- [SUPPLIED DATA]
* Begin *
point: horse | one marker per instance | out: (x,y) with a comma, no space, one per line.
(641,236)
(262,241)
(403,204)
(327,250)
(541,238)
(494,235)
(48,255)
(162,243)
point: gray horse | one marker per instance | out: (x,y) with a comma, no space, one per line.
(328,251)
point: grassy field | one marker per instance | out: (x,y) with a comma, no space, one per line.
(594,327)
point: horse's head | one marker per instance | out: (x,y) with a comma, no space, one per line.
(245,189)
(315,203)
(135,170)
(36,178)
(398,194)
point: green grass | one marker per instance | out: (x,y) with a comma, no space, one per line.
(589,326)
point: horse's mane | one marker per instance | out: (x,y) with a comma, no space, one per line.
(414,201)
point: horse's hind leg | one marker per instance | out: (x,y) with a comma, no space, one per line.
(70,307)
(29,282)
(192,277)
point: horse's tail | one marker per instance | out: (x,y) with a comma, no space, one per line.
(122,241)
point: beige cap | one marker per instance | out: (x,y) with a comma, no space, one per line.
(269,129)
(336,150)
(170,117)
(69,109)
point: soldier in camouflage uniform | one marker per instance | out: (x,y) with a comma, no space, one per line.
* End *
- [WHAT THE TASK REQUIRES] Copy the rows again, starting with the line that holds "point: gray horse" and continuing through the last row, both ends included, with every character unchanged.

- [TASK RESULT]
point: gray horse | one marker per instance | out: (x,y) with a comma, no space, one per line.
(328,251)
point: grassy field | one marker per instance | out: (x,y) with a comma, no space, one per line.
(594,327)
point: horse's head | one marker per instance | out: (x,y) with a comma, no space, one per line.
(245,189)
(315,203)
(135,170)
(36,178)
(398,194)
point: green grass | one marker per instance | out: (x,y) with a comma, no space, one per line.
(589,326)
point: horse's mane | one marker per instance | out: (x,y) with a comma, no space, one per line.
(414,201)
point: horse's hind leg | one marker per instance | out: (x,y) with a comma, no space, one per line.
(70,307)
(29,282)
(192,277)
point: horse's tail | one marker per instance | out: (x,y) with a comma, no space, one per line.
(122,241)
point: beige cap | one marker per instance | out: (x,y) with a comma, no space, one per line.
(269,129)
(336,150)
(170,117)
(69,109)
point: soldier in camouflage uniform | one marker per instance | out: (x,y) with a comma, no space, one per line.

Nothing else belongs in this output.